In retrospect, it’s said sometimes that people will suddenly... that schizophrenia may present rather suddenly in someone who has been almost ostentatiously normal – friendly, gregarious, open, and then... and then they change.
Others, like Michael, have been dreamy, and perhaps a little withdrawn, and the term schizoid is used from the start. Though... though Michael was very widely read, an aunt of mine left her entire library to Michael, and to leave one’s entire library to a 15-year-old, you know, implies how... how deeply she thought of him. Michael had… went through… had a lifetime of all the medical treatments. In the 1940s, there was an insulin coma, hideous thing, you are rendered unconscious. I’m not sure that this is too good for the brain. When tranquilisers came out, thorazine, or it was called largactil in England, Michael was started on this in the early '50s, he spent a life on these things, in and out of mental hospitals, although at the same time able to hold a job, a modest job. He was a messenger and would take messages and parcels from one firm to another, although I think the very word, messenger, somehow became for him, to use the title of Galileo’s book, ‘the celestial messenger’.

◆ TASK A
In the passage about Michael, pull out the part that opens with the words containing "In retrospect, it’s" and closes with "then they change.", copying it word for word.
◆ TASK B
According to the passage about Michael, what job was he able to hold?
◆ TASK C
Carry the passage about Michael forward, writing what comes after its final sentence.

◆ SUPPLIED INFORMATION
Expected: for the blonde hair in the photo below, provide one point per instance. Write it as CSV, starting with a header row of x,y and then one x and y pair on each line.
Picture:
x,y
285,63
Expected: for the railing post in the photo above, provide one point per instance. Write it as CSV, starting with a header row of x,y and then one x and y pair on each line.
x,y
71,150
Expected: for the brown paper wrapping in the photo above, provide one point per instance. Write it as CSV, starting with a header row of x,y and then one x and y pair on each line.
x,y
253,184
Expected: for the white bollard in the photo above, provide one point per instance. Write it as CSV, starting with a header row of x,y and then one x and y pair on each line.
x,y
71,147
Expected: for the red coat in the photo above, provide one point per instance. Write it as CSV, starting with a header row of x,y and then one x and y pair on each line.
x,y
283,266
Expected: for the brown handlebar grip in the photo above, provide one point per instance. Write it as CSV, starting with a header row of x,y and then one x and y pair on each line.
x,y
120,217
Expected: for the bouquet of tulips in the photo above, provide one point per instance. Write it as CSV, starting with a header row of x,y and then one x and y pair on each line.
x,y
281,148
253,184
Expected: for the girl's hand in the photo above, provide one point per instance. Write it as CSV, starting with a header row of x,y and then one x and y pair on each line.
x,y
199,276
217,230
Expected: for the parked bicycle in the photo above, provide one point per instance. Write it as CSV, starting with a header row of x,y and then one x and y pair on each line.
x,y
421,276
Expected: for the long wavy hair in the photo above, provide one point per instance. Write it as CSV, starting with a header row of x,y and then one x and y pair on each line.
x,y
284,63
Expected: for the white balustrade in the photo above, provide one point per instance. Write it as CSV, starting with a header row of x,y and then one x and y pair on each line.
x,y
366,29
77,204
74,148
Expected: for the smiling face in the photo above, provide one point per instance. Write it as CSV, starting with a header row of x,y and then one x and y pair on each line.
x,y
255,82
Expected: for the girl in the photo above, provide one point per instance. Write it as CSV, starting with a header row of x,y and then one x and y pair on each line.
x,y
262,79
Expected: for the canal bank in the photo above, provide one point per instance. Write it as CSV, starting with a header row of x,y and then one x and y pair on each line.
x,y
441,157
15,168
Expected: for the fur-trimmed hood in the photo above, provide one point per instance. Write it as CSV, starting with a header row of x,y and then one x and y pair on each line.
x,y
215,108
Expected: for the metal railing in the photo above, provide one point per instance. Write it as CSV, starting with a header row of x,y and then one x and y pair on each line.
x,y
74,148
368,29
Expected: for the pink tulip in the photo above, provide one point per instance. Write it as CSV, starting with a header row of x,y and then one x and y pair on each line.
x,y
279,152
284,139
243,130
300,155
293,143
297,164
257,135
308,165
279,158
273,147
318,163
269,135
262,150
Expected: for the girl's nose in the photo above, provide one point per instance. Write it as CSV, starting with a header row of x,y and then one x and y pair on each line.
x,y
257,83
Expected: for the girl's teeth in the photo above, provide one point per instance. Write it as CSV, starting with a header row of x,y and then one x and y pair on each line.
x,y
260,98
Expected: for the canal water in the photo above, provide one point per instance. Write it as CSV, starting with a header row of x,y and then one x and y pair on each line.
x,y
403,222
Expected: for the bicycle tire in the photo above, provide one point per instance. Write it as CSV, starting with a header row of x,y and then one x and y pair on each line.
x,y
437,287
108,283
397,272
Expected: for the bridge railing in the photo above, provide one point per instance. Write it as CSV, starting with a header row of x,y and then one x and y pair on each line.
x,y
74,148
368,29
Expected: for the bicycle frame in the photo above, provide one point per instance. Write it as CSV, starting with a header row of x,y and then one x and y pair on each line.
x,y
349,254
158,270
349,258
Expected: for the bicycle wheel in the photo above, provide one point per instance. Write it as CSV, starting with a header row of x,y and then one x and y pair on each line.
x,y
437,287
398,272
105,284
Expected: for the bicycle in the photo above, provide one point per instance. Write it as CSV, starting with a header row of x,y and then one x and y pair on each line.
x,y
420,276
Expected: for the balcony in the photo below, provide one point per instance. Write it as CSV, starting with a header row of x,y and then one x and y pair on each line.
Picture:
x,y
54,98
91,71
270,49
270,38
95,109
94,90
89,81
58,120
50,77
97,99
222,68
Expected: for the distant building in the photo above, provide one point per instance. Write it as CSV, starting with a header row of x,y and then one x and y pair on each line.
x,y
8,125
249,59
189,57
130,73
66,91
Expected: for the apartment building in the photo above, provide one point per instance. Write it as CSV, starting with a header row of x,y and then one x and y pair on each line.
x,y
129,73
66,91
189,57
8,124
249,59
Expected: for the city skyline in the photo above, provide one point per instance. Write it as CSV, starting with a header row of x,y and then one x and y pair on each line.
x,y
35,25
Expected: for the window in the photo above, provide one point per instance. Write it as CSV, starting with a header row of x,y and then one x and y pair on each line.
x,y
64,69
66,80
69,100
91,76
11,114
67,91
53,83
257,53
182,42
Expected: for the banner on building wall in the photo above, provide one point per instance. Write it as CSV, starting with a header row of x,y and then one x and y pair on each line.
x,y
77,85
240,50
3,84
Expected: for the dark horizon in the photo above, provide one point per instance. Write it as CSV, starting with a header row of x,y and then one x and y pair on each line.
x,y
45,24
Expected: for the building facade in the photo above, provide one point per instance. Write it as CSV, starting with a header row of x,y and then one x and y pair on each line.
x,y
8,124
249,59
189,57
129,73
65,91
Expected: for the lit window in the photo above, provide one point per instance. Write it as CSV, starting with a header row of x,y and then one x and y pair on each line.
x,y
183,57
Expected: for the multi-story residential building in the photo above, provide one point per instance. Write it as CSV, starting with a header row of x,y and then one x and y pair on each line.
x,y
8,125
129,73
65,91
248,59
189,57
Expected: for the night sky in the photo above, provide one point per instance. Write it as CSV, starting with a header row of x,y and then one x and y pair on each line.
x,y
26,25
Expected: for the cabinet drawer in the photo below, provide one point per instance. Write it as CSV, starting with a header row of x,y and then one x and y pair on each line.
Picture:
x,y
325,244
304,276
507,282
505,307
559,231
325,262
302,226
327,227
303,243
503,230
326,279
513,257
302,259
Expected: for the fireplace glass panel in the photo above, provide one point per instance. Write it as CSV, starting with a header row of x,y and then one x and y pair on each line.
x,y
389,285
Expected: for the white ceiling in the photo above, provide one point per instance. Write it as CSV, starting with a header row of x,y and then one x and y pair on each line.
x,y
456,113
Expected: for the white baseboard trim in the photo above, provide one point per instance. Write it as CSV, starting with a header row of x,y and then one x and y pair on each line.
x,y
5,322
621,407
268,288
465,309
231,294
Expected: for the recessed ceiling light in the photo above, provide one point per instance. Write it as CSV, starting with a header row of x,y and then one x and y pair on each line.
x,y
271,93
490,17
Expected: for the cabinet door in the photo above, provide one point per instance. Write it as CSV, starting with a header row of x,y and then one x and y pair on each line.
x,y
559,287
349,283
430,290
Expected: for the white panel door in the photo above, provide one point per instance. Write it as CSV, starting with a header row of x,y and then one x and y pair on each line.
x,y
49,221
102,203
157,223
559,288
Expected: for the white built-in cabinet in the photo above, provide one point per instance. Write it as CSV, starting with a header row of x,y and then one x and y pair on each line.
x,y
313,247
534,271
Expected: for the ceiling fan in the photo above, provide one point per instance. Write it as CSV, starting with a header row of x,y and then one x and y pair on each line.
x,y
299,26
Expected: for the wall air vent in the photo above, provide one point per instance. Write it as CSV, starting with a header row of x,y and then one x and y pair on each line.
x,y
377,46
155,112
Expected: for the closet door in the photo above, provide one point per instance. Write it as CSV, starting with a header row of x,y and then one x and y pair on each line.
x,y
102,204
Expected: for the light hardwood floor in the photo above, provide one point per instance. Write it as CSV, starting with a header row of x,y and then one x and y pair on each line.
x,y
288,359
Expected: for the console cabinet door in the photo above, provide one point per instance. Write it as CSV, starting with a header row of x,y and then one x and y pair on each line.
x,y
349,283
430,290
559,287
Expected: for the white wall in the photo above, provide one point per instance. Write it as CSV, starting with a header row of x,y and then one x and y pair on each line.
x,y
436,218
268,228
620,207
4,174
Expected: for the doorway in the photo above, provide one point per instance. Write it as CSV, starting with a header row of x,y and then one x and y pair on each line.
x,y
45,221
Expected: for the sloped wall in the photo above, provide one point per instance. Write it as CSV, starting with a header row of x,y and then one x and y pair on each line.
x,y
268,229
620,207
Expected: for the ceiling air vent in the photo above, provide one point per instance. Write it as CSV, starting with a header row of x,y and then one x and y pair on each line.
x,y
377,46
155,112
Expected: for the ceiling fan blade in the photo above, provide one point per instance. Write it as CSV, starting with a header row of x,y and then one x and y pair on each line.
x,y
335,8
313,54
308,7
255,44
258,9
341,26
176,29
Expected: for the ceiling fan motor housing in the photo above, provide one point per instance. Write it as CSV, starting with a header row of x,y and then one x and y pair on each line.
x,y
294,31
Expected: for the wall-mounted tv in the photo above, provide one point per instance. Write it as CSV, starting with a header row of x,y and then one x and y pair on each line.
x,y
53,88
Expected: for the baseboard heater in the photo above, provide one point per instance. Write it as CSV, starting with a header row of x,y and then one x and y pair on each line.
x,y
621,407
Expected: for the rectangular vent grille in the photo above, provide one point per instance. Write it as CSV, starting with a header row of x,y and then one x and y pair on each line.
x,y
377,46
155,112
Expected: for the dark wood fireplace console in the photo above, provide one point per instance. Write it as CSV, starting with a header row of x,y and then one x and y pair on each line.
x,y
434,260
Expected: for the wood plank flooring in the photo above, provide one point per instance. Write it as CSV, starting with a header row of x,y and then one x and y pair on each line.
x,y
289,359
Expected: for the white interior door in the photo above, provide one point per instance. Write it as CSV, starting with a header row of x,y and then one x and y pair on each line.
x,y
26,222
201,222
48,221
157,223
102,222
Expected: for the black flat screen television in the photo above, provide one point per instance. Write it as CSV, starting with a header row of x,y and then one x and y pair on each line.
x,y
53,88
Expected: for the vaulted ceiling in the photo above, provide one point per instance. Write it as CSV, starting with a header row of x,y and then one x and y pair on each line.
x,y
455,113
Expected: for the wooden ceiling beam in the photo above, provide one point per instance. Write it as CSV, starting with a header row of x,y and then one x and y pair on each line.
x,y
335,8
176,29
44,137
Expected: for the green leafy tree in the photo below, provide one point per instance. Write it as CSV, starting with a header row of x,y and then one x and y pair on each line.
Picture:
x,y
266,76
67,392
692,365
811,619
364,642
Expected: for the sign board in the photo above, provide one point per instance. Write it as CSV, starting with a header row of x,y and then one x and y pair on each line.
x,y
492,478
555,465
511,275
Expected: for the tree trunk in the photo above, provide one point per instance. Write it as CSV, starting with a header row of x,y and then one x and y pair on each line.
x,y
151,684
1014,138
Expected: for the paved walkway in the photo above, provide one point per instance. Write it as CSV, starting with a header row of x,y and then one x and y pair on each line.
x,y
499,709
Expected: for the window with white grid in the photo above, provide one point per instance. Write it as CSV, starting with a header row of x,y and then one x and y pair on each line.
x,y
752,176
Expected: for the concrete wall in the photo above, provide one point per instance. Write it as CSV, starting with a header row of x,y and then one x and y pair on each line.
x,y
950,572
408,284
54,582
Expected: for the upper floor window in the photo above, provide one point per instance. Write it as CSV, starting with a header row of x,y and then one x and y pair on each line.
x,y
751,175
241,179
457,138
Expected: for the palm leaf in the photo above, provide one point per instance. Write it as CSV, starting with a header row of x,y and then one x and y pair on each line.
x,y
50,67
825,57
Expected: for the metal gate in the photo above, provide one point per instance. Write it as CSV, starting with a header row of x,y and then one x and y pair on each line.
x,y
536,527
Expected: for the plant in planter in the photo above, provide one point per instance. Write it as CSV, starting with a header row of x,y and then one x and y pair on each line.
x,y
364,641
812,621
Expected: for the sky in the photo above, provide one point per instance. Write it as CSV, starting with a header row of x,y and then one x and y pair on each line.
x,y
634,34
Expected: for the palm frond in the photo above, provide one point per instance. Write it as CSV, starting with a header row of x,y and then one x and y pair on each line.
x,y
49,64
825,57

◆ TASK RESPONSE A
In retrospect, it’s said sometimes that people will suddenly... that schizophrenia may present rather suddenly in someone who has been almost ostentatiously normal – friendly, gregarious, open, and then... and then they change.

◆ TASK RESPONSE B
He was a messenger who took messages and parcels from one firm to another.

◆ TASK RESPONSE C
Michael, as a teenager, he felt that he was the Messiah, and there were very grandiose feelings, but he also felt that he was a… always felt that he was a doomed man, and the darling of a flagellomaniac god. This was a phrase he used. Sometimes he said, 'a sadistic providence'. I think these phrases had something to do with a sadistic headmaster in Brafield who had beaten us both; the sadistic, and indeed, flagellomaniac headmaster. Michael was deeply, deeply masochistic, but he was absolutely reliable when he worked, and he had a prodigious memory, much more than mine. I think he knew Gibbons’ Decline and Fall by heart. He knew Oliver Twist by heart. Sometimes I think a single reading would... would suffice for him. But, he never had a home of his own, he never acquired social skills, he never really had much contact beyond the narrow circle of family and work, and he died about five years ago. But especially I think, since his death, I mean, I think he had a miserable, impoverished life, although whether one human being should ever say that of another, I don’t know. Who knows what rich compensations there might have been in fantasy, though I am inclined to think that feeling you’re the Messiah or feeling you’re God, and these grandiose compensations, are... are just the clothing of despair.